- _Brief_:
Using the records beneath, say how many lines contain the word "below", without comment.

- _Dataset extract_:
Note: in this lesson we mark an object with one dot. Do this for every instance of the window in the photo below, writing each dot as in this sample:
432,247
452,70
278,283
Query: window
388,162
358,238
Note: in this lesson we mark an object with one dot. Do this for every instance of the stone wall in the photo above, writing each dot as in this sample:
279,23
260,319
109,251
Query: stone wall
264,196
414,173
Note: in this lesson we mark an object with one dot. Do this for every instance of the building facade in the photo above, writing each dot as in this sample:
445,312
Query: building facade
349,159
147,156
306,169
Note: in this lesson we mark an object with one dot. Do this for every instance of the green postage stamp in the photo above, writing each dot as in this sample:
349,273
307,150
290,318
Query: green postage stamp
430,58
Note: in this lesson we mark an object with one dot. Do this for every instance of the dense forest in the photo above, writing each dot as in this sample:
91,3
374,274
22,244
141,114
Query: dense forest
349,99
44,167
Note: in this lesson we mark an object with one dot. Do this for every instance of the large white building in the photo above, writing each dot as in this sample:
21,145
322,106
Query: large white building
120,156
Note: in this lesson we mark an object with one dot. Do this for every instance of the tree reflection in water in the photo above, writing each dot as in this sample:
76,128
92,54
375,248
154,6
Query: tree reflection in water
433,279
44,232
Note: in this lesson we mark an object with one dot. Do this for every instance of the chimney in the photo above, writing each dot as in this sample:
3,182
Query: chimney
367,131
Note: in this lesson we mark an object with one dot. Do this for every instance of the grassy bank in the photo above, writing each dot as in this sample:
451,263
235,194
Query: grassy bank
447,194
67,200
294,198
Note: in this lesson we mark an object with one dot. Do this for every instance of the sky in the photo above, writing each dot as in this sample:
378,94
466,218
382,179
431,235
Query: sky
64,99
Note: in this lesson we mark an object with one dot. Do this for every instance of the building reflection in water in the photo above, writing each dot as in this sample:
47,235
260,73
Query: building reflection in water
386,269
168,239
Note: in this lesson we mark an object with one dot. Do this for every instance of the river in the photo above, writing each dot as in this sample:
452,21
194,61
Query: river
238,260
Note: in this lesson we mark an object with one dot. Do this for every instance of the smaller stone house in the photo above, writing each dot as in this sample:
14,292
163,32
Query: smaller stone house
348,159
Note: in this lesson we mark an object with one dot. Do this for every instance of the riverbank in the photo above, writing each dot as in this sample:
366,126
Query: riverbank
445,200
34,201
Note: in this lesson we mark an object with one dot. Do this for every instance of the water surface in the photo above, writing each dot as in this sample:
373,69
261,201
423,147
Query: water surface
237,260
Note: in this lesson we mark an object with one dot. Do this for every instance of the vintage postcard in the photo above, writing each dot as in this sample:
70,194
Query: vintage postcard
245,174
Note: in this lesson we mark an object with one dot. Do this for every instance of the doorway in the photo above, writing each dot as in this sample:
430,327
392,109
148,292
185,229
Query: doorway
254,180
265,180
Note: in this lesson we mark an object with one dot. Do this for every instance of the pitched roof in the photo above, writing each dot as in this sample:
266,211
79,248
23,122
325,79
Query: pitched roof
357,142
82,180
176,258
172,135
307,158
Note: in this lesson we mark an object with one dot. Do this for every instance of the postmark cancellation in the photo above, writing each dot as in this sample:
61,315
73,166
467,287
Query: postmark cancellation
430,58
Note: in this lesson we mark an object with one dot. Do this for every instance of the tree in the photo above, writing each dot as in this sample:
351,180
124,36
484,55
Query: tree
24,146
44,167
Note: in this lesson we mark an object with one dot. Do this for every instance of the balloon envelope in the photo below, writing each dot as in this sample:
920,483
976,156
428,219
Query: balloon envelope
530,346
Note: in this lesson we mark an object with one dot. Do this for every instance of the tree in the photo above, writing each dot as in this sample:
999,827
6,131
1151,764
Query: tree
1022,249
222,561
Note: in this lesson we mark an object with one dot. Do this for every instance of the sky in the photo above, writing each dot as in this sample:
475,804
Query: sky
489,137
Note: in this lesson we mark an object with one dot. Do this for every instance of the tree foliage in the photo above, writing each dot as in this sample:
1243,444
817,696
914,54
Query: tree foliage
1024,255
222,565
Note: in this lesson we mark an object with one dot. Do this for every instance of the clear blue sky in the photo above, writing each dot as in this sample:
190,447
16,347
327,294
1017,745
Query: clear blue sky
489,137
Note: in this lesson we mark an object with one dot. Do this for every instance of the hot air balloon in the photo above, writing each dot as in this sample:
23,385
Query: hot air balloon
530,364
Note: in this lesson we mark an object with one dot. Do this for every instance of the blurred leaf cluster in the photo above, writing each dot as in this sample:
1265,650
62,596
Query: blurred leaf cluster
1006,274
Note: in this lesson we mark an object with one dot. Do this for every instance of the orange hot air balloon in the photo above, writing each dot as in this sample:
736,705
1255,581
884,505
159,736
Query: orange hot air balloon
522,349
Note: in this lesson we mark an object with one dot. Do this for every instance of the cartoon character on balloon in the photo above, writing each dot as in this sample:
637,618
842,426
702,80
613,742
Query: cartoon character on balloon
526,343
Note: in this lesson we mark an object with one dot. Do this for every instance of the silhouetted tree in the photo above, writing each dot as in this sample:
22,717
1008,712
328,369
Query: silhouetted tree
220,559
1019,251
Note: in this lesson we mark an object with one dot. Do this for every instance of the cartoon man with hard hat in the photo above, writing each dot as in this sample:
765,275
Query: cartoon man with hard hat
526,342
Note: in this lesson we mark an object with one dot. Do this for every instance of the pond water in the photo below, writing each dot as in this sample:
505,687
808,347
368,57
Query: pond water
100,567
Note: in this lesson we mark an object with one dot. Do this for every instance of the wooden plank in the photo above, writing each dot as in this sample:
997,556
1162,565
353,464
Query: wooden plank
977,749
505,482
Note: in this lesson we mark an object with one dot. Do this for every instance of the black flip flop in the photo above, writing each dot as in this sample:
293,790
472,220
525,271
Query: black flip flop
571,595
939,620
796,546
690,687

- _Result_:
3